WHAT YOU WILL DO:
To complete this task, print all the data below exactly but leave out the images.

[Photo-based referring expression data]
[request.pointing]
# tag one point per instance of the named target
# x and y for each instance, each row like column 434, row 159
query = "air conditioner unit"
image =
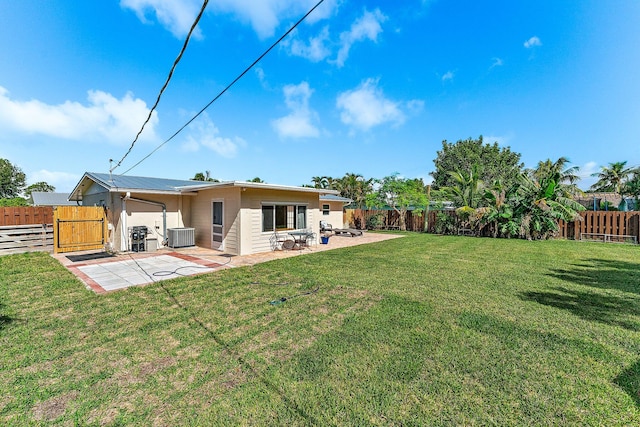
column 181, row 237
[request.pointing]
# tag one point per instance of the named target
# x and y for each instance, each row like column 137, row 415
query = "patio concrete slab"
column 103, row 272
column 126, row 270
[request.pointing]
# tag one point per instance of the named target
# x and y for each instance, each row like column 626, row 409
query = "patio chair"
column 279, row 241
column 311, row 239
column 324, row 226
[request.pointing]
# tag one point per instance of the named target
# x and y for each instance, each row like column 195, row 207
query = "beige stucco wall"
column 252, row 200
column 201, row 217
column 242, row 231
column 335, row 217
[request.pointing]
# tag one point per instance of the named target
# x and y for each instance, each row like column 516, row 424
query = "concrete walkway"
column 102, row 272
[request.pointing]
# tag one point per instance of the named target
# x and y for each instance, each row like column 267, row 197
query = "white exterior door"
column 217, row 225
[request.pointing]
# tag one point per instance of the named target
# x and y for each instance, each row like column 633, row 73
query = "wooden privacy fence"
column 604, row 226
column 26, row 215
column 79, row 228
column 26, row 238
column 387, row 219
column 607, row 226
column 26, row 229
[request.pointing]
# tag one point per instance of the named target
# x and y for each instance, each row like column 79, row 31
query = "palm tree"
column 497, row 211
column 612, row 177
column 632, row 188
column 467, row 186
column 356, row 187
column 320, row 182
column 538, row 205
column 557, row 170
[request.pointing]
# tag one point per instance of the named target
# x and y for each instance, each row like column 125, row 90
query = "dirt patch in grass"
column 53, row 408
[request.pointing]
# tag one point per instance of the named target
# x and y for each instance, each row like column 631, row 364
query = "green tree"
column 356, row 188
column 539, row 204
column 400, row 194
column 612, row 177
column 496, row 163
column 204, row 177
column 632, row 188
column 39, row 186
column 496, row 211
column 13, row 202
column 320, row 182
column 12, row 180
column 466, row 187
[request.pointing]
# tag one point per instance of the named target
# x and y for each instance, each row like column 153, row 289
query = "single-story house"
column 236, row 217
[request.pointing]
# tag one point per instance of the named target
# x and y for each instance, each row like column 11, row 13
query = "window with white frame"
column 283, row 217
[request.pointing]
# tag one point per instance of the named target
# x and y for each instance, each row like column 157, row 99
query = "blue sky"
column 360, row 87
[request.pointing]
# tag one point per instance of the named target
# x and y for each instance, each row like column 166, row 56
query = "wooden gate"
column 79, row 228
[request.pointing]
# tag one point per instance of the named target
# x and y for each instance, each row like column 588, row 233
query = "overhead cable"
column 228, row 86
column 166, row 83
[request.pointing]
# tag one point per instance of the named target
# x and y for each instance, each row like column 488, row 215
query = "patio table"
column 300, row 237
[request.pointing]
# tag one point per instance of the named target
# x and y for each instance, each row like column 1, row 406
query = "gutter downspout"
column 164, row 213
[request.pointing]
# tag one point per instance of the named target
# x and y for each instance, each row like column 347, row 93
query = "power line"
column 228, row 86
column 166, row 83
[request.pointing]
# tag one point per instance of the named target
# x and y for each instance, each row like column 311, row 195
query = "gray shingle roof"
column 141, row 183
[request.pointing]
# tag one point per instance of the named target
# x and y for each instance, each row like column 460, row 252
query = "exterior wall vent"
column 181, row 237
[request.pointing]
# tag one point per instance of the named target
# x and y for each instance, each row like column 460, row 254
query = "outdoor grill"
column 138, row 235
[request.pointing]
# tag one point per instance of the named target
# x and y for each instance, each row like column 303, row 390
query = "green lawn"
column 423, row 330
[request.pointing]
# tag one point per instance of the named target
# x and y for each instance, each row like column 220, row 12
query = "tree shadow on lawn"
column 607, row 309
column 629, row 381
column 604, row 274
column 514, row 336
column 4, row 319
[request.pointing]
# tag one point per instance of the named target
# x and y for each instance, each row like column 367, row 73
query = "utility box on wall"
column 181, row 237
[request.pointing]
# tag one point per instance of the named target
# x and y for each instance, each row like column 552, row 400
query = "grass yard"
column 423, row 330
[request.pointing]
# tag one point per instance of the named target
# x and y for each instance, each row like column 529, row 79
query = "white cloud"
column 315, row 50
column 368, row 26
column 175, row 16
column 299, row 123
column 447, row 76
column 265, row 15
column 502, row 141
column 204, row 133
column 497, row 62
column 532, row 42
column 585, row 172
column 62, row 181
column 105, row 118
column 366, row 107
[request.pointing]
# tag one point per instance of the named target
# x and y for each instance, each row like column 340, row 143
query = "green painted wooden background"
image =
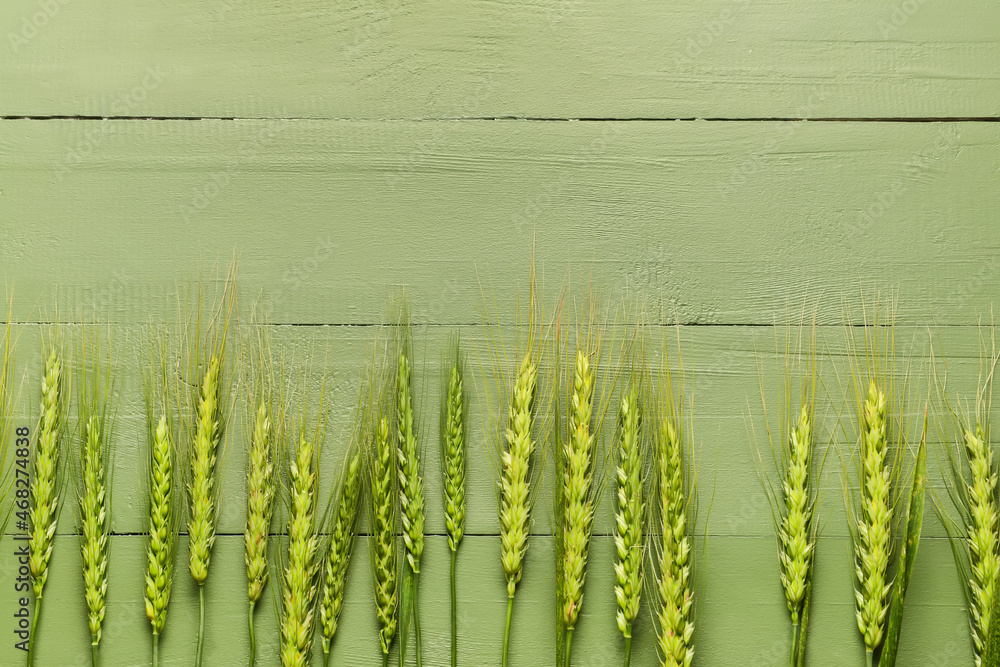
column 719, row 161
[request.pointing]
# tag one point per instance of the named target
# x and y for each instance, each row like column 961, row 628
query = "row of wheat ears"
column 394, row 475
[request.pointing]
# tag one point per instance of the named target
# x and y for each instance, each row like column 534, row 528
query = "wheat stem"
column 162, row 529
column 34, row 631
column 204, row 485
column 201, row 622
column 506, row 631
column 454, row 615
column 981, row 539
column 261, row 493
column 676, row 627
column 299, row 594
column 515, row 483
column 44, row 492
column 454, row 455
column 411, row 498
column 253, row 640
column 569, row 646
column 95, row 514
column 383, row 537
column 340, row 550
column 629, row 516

REPLY:
[request.pointing]
# tag one point per instance of the named target
# x and y for each instance, each row like column 434, row 159
query = "air conditioner unit"
image =
column 181, row 237
[request.pointing]
# tag one point per instance of the named target
# x and y for each instance, each row like column 137, row 415
query = "patio concrete slab"
column 103, row 272
column 126, row 270
[request.pointing]
# tag one point per instance of the named target
# x and y for each instance, each row like column 626, row 409
query = "patio chair"
column 279, row 241
column 311, row 239
column 324, row 226
[request.pointing]
# tag one point per instance of the named target
# x and y for each instance, each row like column 195, row 207
query = "beige stucco wall"
column 252, row 200
column 201, row 217
column 242, row 231
column 335, row 217
[request.pointing]
# tag one point per instance of the named target
# x and y for each instance, each row like column 516, row 424
query = "concrete walkway"
column 102, row 272
[request.pointing]
# tag one point per instance of the named target
# x and y for each instance, each row like column 267, row 197
query = "white exterior door"
column 217, row 225
[request.pointing]
# tag one point per instance of the named target
# x and y for each instance, each row like column 633, row 73
query = "wooden privacy fence"
column 604, row 226
column 26, row 215
column 79, row 228
column 26, row 238
column 387, row 219
column 607, row 226
column 26, row 229
[request.pointing]
# tag one point per instance of the named target
# x and y for each instance, each row like column 79, row 31
query = "palm tree"
column 497, row 211
column 612, row 177
column 632, row 188
column 467, row 186
column 356, row 187
column 320, row 182
column 538, row 205
column 557, row 170
[request.pointing]
# tag one point per instance of the named target
# x and y for each instance, each row like column 125, row 90
query = "dirt patch in grass"
column 53, row 408
[request.pointing]
# tag one point per instance of the named target
# x and y for each instance, each row like column 631, row 364
query = "green tree"
column 356, row 188
column 539, row 204
column 400, row 194
column 612, row 177
column 496, row 163
column 204, row 177
column 632, row 188
column 39, row 186
column 496, row 211
column 13, row 202
column 320, row 182
column 12, row 180
column 466, row 187
[request.pointing]
# tag one point per instance of the named target
# x and y for each instance, each row like column 153, row 289
query = "single-story house"
column 236, row 217
[request.pointing]
# tag one point per instance of the named target
# x and y for each instance, each row like column 11, row 13
query = "window with white frame"
column 283, row 217
[request.pointing]
# tag one point per instance of the named target
# x and y for each instance, each row like column 157, row 99
query = "blue sky"
column 360, row 87
[request.pointing]
# tag one point per instance of the named target
# x and y for each instance, each row like column 166, row 56
query = "wooden gate"
column 79, row 228
[request.pointing]
# tag one point per instance of the named target
# x and y for each instance, each row like column 588, row 233
query = "overhead cable"
column 228, row 86
column 166, row 83
[request.pointing]
# tag one point per instance of the named target
# x and y for each instance, each row like column 488, row 215
query = "patio table"
column 300, row 237
[request.pointing]
# tag one point per instance of the named target
# x and y for each instance, each row like column 1, row 406
query = "gutter downspout"
column 164, row 213
[request.pointing]
# tag one point per instance of the named target
# x and y for each instance, each row like column 347, row 93
query = "power line"
column 228, row 86
column 166, row 83
[request.pointing]
# tag one point per instance of the named target
# x and y for each instance, each row like column 311, row 195
query = "gray shingle roof"
column 141, row 183
[request.pointing]
# tag one point per instance of the named target
# x and y for each instance, each row like column 460, row 252
query = "exterior wall vent"
column 181, row 237
[request.pointing]
# tag one point per instance of the named target
# x and y for each instance, each row like column 460, row 254
query = "outdoor grill"
column 138, row 235
[request.pointing]
# tag one point per instance of the named target
# x and y for each instance, each row like column 303, row 390
query = "green lawn"
column 423, row 330
[request.pointing]
# tag one point per instance of the named target
# x and y for each instance, each row like column 220, row 12
query = "tree shadow on lawn"
column 607, row 309
column 629, row 381
column 604, row 274
column 514, row 336
column 4, row 319
[request.pointing]
# tag one point per instance of the named target
# x and y for each instance, each row like column 367, row 73
query = "utility box on wall"
column 181, row 237
[request.pointing]
# tag one point per instance of the named target
# x and y for each instance, each row like column 552, row 400
query = "grass yard"
column 423, row 330
[request.pointing]
# tag one point per instance of the named target
# x and y for each instance, each row like column 529, row 79
query = "white cloud"
column 315, row 50
column 368, row 26
column 175, row 16
column 299, row 123
column 447, row 76
column 265, row 15
column 502, row 141
column 204, row 133
column 497, row 62
column 532, row 42
column 585, row 172
column 62, row 181
column 105, row 118
column 366, row 107
[request.pointing]
# tag one point per instance of the named target
# x and y for each instance, each row like column 340, row 143
query = "green painted wooden background"
image =
column 719, row 161
[request.pointing]
# tag one point per instance of the named target
# x and y for each instance, each row like column 961, row 628
query = "row of wheat ears"
column 394, row 475
[request.pointing]
# tag one point per instance of the named target
# x and y for each instance, each row like column 534, row 528
query = "wheat stem"
column 162, row 529
column 34, row 631
column 204, row 485
column 201, row 622
column 506, row 631
column 454, row 615
column 981, row 539
column 261, row 493
column 676, row 627
column 299, row 594
column 515, row 483
column 44, row 492
column 454, row 455
column 411, row 498
column 253, row 640
column 569, row 646
column 95, row 514
column 383, row 537
column 340, row 550
column 629, row 516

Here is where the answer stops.